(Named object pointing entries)
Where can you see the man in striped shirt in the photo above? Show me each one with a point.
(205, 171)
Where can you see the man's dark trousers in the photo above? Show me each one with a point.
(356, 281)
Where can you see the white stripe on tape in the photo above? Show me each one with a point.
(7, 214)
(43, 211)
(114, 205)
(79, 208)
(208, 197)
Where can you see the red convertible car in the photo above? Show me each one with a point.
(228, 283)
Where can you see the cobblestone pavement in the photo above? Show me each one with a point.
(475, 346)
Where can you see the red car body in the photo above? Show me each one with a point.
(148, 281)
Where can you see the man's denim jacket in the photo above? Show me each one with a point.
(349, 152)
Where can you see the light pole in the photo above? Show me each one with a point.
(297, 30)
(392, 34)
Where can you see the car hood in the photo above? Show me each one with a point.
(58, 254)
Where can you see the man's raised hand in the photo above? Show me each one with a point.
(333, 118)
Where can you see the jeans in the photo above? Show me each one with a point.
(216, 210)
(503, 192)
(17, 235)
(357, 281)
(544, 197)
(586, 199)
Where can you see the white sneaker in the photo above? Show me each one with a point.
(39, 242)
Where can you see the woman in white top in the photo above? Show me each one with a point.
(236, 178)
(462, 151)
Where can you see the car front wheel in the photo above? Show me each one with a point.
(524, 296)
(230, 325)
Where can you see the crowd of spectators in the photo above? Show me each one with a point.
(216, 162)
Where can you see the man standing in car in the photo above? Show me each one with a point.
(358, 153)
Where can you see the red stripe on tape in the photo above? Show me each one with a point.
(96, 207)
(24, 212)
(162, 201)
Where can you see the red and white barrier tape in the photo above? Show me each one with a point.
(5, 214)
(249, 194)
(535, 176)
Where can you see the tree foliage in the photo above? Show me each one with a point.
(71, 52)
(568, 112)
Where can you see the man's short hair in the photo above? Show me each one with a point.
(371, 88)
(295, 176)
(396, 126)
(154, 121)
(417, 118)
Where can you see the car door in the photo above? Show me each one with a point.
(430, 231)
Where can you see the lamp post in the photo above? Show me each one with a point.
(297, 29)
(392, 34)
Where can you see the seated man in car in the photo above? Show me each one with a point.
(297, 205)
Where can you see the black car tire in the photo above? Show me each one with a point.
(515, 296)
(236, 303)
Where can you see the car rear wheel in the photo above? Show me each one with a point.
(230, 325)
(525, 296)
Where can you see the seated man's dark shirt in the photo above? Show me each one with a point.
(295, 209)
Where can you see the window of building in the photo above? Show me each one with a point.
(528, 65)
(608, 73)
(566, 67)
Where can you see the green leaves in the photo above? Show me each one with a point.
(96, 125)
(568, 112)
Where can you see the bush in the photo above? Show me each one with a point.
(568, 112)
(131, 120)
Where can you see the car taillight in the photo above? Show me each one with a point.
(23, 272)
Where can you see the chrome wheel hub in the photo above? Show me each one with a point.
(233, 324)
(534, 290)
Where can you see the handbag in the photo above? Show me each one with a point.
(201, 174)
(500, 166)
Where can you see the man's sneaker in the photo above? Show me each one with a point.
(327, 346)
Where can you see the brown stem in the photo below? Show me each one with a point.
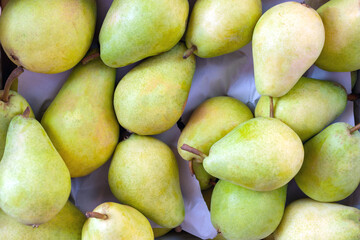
(96, 215)
(14, 75)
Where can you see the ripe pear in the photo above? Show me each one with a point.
(81, 121)
(308, 219)
(331, 164)
(327, 100)
(287, 40)
(152, 96)
(136, 29)
(144, 174)
(219, 27)
(114, 221)
(67, 224)
(341, 51)
(34, 180)
(47, 36)
(242, 214)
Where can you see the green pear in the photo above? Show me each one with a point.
(341, 51)
(114, 221)
(287, 40)
(81, 121)
(34, 180)
(144, 174)
(331, 164)
(136, 29)
(47, 36)
(152, 96)
(308, 219)
(327, 100)
(242, 214)
(219, 27)
(67, 224)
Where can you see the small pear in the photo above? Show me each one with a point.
(152, 96)
(308, 219)
(287, 40)
(144, 174)
(331, 164)
(327, 100)
(34, 180)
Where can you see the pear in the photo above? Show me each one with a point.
(287, 40)
(331, 164)
(81, 121)
(115, 221)
(219, 27)
(47, 36)
(152, 96)
(136, 29)
(34, 180)
(144, 174)
(67, 224)
(308, 219)
(242, 214)
(327, 100)
(341, 51)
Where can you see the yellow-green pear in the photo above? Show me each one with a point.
(136, 29)
(331, 164)
(34, 180)
(308, 219)
(152, 96)
(341, 51)
(114, 221)
(67, 224)
(242, 214)
(308, 107)
(144, 174)
(81, 121)
(47, 36)
(287, 40)
(219, 27)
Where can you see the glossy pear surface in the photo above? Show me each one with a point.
(47, 36)
(287, 40)
(136, 29)
(81, 121)
(220, 27)
(152, 96)
(144, 174)
(308, 107)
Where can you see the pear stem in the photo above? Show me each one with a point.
(14, 75)
(189, 52)
(96, 215)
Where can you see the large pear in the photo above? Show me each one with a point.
(287, 40)
(81, 121)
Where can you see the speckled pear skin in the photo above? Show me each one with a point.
(151, 98)
(136, 29)
(287, 40)
(81, 121)
(261, 154)
(67, 224)
(308, 107)
(35, 183)
(331, 164)
(144, 174)
(123, 223)
(52, 42)
(242, 214)
(215, 33)
(308, 219)
(341, 51)
(15, 106)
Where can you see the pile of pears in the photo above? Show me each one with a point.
(242, 159)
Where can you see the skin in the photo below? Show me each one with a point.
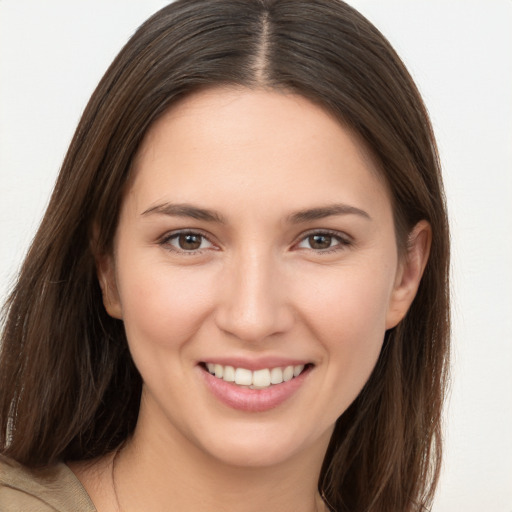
(257, 286)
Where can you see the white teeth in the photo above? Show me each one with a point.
(259, 379)
(219, 371)
(243, 377)
(276, 376)
(297, 370)
(288, 373)
(229, 374)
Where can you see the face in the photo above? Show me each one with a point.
(256, 244)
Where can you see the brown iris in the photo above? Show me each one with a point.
(189, 241)
(320, 241)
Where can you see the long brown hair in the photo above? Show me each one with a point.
(68, 387)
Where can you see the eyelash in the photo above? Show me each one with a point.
(343, 241)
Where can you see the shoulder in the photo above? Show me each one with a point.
(49, 489)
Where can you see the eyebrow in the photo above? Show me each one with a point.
(185, 210)
(326, 211)
(307, 215)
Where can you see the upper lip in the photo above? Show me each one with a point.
(254, 364)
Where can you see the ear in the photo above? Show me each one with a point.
(410, 271)
(105, 269)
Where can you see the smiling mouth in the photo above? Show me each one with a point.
(258, 379)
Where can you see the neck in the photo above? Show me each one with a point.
(157, 469)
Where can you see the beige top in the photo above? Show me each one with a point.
(52, 489)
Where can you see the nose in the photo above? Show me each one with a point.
(253, 305)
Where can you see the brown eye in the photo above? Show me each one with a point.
(320, 241)
(187, 242)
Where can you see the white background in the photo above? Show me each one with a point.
(52, 54)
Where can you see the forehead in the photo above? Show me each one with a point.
(253, 145)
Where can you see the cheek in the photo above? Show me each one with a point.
(348, 317)
(162, 305)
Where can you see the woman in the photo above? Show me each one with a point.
(238, 296)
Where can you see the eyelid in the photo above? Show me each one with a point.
(165, 241)
(344, 239)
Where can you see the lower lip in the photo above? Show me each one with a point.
(253, 400)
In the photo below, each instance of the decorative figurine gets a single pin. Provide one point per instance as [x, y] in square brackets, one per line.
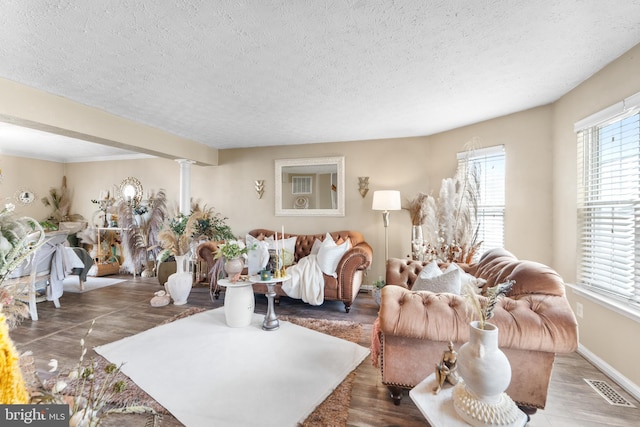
[446, 369]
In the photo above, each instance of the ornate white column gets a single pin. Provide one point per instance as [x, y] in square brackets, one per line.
[185, 185]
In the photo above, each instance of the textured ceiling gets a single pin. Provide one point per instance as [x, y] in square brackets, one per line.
[256, 73]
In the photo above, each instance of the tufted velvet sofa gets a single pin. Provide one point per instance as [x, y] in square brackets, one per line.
[350, 271]
[534, 319]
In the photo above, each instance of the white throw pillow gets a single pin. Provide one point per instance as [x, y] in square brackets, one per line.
[258, 255]
[330, 254]
[289, 248]
[444, 283]
[430, 270]
[465, 278]
[316, 247]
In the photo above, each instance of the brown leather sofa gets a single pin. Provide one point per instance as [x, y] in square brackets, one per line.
[350, 271]
[534, 319]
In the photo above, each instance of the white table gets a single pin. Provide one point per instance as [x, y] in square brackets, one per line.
[239, 302]
[438, 408]
[271, 322]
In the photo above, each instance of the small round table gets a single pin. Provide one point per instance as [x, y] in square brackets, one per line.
[271, 322]
[239, 302]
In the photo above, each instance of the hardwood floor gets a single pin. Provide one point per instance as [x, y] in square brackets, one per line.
[123, 309]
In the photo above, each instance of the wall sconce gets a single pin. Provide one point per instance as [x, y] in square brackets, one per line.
[363, 185]
[259, 188]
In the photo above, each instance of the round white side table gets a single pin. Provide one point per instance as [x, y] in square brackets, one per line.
[239, 302]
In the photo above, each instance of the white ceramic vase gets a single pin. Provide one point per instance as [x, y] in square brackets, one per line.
[482, 365]
[233, 266]
[179, 283]
[480, 397]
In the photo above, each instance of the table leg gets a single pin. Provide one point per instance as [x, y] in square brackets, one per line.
[271, 322]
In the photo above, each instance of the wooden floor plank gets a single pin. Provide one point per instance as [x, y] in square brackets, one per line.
[123, 309]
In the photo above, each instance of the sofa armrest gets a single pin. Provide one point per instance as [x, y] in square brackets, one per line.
[357, 258]
[533, 322]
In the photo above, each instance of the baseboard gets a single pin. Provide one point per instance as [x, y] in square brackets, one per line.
[609, 371]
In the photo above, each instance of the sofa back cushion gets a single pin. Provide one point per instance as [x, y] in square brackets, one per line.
[304, 242]
[498, 265]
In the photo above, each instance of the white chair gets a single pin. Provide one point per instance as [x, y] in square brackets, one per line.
[45, 268]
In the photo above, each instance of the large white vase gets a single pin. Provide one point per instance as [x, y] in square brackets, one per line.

### REQUIRED TASK
Give back exactly the lines that run from the line with "In the photo above, each instance of the wooden" through the close of the material, counting both ends, and nothing more.

### EXERCISE RESULT
In the photo above, each instance of the wooden floor plank gets a single pin. Provide one point per instance as [x, y] in square brackets, one per line.
[123, 309]
In the photo above, each instance of the sofa armrest gets a single pin. Provide one point per instance as [x, y] in square brackets, one per line.
[357, 258]
[533, 322]
In the photo above, each instance of the baseboard gets a single pin. Provide one point per instance as [x, y] in square brackets, one per line.
[609, 371]
In the photo above, each instance of the sofa back cushion gets a single pin. Provide one point per instance as [x, y] in square brackets, one per line.
[304, 242]
[498, 265]
In the photo above, each instance of the white chair gets a single pin. Provide one point per instance as [x, y] in square brackets, one per line.
[45, 268]
In the photo above, each instance of the large white vase gets a single pin. Provide one point per instance as [x, y] in square brackets, one per line.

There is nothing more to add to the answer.